What you have to do: Count the lines in the listing that contain the string "cabinet". Give only the number.

Saved data entries:
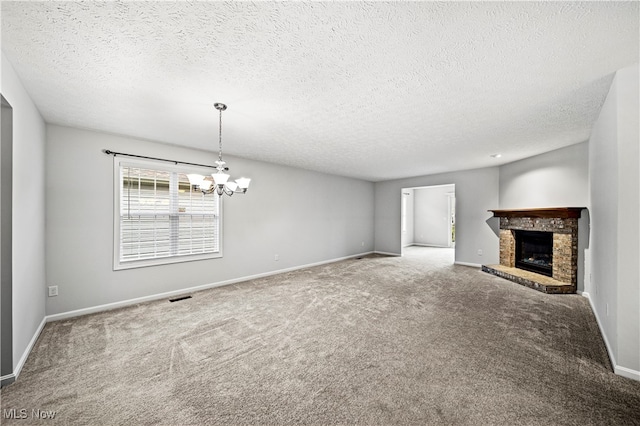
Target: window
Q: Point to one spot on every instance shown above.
(160, 218)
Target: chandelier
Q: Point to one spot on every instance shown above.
(220, 183)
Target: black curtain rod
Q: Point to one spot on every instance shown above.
(109, 152)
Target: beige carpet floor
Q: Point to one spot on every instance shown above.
(378, 340)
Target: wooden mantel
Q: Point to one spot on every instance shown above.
(550, 212)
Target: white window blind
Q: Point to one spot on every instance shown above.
(162, 218)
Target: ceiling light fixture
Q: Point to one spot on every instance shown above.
(220, 183)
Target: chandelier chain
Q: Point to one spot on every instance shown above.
(220, 133)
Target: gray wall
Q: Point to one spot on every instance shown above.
(431, 215)
(476, 229)
(558, 178)
(555, 179)
(6, 258)
(304, 217)
(28, 204)
(614, 161)
(408, 233)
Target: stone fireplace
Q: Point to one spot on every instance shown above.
(539, 248)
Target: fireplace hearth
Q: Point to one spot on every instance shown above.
(539, 248)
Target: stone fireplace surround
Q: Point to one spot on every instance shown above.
(563, 223)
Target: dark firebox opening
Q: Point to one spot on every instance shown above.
(534, 251)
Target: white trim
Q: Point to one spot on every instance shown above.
(129, 302)
(118, 163)
(627, 372)
(10, 378)
(617, 369)
(473, 265)
(612, 358)
(386, 253)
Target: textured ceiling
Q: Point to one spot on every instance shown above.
(373, 90)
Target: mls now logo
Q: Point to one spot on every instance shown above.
(22, 413)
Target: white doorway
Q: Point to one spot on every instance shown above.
(428, 216)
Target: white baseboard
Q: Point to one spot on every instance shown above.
(473, 265)
(10, 378)
(129, 302)
(627, 372)
(619, 370)
(385, 253)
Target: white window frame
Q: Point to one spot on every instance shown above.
(120, 162)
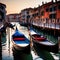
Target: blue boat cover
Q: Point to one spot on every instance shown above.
(17, 33)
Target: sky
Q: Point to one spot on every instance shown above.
(15, 6)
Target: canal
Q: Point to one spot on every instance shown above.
(7, 52)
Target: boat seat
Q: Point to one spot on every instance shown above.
(40, 39)
(20, 39)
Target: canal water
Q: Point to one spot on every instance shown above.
(7, 52)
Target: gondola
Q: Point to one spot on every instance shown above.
(20, 42)
(41, 42)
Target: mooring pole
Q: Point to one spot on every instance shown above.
(0, 48)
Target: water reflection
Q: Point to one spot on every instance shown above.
(11, 54)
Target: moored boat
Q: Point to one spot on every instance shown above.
(20, 42)
(41, 42)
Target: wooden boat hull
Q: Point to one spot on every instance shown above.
(21, 49)
(44, 45)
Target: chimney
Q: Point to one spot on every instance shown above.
(42, 3)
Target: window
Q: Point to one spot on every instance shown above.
(42, 13)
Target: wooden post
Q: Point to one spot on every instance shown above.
(59, 42)
(0, 48)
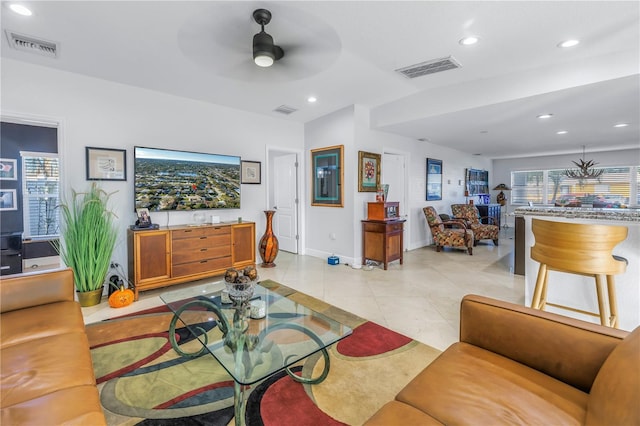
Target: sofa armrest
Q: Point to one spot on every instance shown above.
(567, 349)
(36, 288)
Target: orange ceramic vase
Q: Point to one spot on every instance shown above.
(268, 243)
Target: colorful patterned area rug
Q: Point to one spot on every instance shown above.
(143, 381)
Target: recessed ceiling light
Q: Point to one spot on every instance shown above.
(569, 43)
(20, 9)
(468, 41)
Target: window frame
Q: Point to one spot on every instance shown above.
(27, 197)
(545, 197)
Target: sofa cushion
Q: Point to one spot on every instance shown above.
(615, 394)
(470, 385)
(78, 405)
(33, 369)
(30, 324)
(397, 413)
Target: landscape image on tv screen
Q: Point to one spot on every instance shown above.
(178, 180)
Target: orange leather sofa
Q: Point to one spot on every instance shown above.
(47, 376)
(516, 365)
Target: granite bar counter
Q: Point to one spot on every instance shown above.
(576, 290)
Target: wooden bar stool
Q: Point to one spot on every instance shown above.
(579, 249)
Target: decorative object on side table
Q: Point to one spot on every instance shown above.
(88, 238)
(268, 243)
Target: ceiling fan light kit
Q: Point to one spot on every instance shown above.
(265, 53)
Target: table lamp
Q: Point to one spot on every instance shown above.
(501, 198)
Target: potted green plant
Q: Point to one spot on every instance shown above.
(88, 238)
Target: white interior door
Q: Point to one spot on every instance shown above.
(393, 174)
(285, 197)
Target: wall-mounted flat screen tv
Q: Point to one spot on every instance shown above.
(167, 179)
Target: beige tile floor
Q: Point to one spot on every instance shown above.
(419, 299)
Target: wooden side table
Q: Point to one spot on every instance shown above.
(382, 241)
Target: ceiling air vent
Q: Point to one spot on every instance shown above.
(31, 44)
(285, 109)
(429, 67)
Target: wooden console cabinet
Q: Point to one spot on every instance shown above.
(382, 241)
(178, 254)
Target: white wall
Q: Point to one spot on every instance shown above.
(323, 224)
(99, 113)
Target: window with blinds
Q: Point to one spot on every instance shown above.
(41, 194)
(613, 189)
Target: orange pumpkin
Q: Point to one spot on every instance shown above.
(121, 298)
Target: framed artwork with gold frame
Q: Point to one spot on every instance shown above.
(368, 171)
(327, 176)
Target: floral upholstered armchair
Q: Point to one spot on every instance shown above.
(459, 235)
(481, 231)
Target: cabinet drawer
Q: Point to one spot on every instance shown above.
(184, 256)
(201, 266)
(374, 227)
(197, 243)
(200, 232)
(381, 227)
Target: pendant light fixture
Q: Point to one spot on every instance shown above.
(586, 169)
(265, 53)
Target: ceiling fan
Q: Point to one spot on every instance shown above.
(216, 38)
(265, 53)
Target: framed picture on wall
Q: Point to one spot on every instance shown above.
(8, 169)
(327, 176)
(250, 172)
(434, 179)
(368, 171)
(106, 164)
(8, 200)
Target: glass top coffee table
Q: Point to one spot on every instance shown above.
(281, 333)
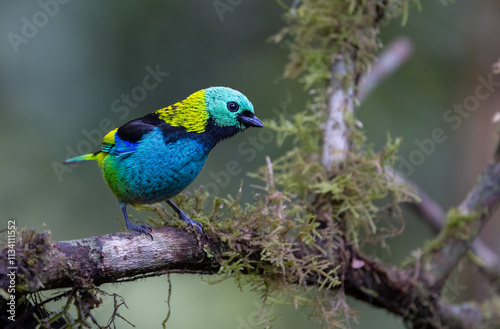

Solution for this problem: 2